** Opening Input data block **

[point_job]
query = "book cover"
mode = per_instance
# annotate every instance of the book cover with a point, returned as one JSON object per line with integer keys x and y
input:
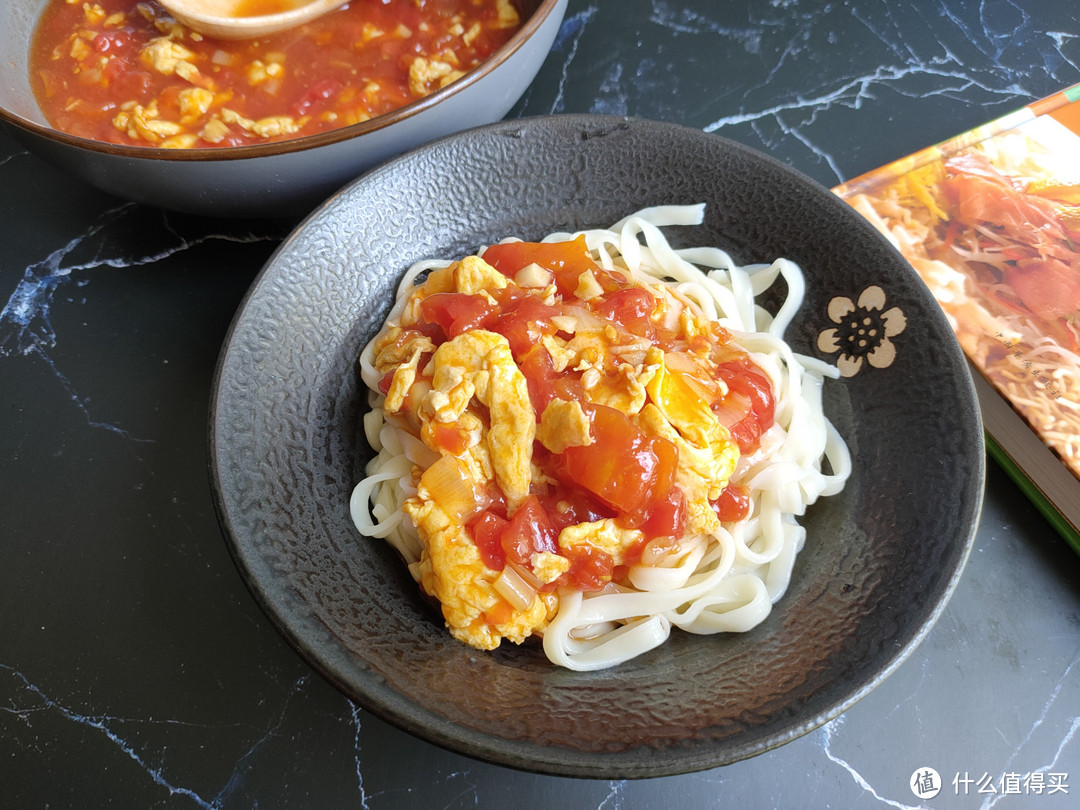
{"x": 990, "y": 220}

** Closing Input data block **

▶ [Task objective]
Only the lines from the line holding "# annotate every" through the last line above belong in the answer, repeated exactly; the pictures do not.

▶ [Task response]
# annotate every instance of the book cover with a point, returned as one JSON object per line with integer keys x and y
input:
{"x": 990, "y": 220}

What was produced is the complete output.